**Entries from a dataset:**
⟨
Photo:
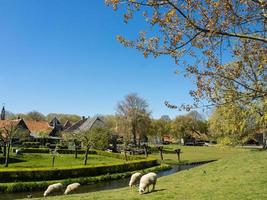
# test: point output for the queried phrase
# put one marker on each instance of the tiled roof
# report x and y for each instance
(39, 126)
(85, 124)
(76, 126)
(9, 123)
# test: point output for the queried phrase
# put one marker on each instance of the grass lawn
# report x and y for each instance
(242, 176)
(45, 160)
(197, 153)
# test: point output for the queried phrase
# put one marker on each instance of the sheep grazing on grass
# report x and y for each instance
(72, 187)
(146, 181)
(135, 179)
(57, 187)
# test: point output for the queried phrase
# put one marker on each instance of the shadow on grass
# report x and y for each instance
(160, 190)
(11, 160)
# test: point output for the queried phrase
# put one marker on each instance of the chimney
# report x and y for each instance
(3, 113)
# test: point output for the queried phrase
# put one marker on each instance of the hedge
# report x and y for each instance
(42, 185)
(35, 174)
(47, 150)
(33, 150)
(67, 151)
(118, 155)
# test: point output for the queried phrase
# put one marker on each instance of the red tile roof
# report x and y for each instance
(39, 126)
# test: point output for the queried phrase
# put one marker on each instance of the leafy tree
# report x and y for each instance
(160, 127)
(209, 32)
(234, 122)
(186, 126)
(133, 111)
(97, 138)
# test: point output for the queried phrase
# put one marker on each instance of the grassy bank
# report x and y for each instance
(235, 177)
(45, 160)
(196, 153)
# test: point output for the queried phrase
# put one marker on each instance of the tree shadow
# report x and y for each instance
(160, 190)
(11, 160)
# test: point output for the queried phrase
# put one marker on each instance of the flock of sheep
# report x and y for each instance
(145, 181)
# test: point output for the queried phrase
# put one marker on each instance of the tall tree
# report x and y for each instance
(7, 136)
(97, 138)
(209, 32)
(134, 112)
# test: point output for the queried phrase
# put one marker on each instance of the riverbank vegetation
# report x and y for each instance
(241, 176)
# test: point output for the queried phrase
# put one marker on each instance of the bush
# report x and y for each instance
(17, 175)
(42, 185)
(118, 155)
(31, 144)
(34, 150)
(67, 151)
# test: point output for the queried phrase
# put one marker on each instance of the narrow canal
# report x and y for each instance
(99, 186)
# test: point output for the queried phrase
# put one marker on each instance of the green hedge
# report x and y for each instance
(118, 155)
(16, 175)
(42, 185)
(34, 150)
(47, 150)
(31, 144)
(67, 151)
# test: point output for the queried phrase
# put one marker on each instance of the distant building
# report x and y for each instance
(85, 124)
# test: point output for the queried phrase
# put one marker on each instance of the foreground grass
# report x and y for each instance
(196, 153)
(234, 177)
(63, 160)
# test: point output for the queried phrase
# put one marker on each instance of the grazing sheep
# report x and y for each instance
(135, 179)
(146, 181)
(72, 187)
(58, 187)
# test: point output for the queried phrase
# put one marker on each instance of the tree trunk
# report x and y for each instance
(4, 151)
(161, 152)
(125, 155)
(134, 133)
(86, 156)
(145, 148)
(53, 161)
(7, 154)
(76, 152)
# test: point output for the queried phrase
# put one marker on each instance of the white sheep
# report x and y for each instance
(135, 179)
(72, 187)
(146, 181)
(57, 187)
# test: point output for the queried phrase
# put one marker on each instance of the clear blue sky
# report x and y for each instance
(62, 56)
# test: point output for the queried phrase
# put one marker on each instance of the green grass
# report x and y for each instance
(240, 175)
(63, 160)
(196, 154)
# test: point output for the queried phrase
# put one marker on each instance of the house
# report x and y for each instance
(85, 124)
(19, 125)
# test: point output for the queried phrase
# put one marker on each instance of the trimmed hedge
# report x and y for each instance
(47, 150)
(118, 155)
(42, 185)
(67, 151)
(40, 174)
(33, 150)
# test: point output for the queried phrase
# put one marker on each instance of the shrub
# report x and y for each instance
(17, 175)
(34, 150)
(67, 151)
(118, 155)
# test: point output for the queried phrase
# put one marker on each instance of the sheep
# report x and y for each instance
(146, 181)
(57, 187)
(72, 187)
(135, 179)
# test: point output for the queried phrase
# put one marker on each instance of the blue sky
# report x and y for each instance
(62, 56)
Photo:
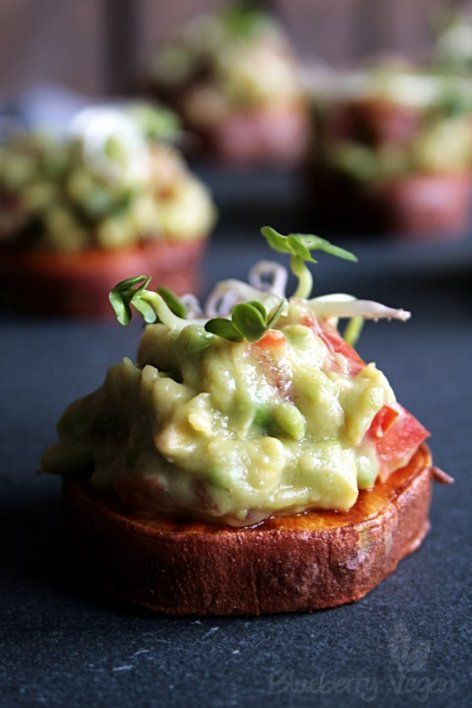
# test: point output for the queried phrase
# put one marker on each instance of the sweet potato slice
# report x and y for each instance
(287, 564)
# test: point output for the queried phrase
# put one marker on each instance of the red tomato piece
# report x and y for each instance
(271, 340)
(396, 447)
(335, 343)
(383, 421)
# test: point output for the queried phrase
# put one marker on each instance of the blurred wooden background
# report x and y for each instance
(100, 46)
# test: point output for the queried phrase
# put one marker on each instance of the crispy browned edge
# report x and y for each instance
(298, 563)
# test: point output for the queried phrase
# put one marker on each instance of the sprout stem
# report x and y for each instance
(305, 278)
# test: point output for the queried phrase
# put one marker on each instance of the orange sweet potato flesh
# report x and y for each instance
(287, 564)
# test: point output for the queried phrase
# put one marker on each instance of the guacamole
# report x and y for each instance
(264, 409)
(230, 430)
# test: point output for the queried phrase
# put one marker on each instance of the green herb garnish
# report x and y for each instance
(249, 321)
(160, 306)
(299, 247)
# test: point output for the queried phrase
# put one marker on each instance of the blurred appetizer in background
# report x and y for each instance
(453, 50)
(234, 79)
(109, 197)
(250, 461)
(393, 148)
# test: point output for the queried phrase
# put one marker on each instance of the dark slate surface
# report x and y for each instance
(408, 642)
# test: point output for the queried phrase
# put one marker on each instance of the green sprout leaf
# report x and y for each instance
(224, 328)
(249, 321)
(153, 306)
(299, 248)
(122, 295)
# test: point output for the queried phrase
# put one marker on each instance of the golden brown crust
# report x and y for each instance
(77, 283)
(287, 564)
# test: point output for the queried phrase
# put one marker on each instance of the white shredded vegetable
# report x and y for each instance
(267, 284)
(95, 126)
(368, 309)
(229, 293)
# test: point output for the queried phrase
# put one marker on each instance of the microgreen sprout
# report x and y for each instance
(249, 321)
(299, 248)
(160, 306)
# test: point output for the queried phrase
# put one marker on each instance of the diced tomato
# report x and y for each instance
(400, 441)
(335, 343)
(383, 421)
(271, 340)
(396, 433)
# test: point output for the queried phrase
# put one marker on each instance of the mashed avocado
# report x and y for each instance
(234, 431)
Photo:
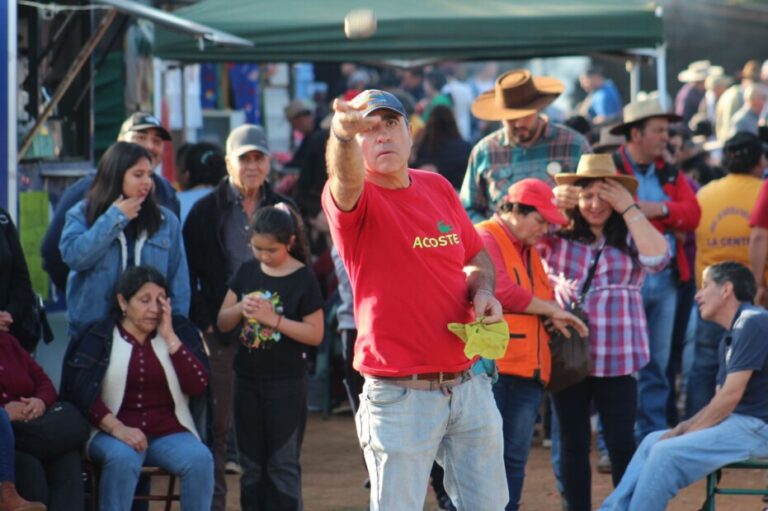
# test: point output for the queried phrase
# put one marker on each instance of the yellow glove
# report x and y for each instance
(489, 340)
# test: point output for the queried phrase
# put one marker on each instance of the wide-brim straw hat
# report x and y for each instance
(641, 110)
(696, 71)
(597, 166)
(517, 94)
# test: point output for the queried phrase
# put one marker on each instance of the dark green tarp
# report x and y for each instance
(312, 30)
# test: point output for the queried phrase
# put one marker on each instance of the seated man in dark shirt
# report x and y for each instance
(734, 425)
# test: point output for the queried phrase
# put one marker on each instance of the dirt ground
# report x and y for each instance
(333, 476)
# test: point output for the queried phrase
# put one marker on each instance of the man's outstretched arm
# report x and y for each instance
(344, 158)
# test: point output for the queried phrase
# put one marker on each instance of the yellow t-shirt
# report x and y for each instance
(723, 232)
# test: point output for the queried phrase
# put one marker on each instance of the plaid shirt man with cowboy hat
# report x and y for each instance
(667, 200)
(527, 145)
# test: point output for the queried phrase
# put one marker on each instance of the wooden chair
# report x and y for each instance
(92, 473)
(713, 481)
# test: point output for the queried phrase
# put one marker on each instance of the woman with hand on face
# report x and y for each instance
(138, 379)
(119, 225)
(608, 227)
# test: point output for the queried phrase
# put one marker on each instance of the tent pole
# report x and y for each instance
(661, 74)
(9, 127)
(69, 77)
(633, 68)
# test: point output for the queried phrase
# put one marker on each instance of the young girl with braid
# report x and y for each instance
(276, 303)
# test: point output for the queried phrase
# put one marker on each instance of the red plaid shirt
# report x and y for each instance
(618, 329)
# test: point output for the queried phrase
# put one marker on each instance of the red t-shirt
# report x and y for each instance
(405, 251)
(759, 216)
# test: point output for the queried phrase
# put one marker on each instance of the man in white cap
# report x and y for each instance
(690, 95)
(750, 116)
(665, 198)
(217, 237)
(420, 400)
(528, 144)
⟩
⟨
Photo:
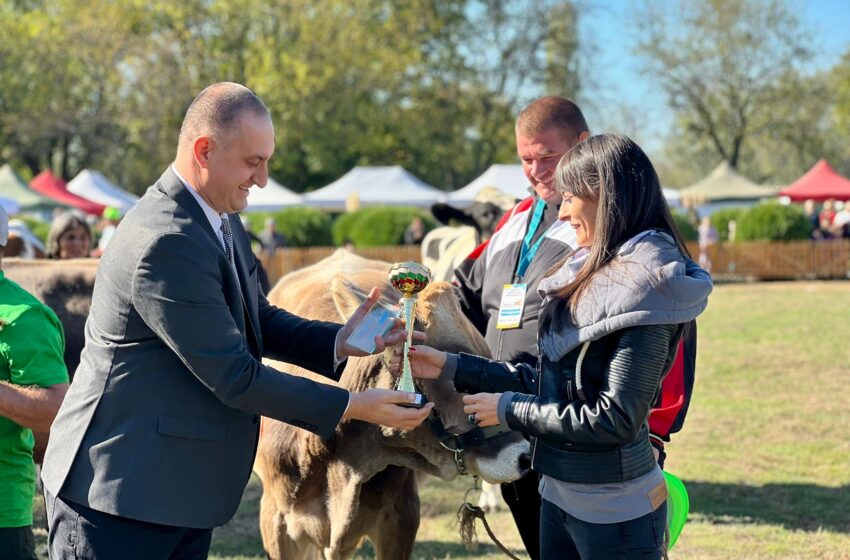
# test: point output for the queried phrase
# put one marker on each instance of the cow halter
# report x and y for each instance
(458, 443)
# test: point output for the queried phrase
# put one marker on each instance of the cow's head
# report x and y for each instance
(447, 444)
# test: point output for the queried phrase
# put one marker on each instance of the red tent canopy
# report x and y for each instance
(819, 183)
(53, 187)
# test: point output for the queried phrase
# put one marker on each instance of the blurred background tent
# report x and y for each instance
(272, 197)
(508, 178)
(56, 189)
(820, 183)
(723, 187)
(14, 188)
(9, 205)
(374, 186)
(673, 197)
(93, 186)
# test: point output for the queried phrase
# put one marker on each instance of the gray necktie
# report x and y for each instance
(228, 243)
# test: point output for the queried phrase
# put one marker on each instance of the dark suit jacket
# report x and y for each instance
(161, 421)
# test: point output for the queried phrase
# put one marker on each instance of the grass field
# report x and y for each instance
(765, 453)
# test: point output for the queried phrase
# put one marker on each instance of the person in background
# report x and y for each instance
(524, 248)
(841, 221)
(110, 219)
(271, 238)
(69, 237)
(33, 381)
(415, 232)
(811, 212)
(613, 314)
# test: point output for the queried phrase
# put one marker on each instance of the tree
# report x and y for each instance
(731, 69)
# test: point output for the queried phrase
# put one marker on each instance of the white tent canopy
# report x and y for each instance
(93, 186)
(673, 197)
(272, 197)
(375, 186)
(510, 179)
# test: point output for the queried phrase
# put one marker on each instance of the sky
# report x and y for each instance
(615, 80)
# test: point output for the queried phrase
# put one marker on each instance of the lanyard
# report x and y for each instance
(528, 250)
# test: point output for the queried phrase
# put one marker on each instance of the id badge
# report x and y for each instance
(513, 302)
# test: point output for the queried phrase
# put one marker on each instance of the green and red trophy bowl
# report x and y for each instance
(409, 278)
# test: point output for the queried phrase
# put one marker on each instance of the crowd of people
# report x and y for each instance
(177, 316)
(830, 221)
⟩
Count the lines in the material above that contain the word "white", treating uppercase and lowercase letters as distinct. Give only the number.

**Worked answer:** 4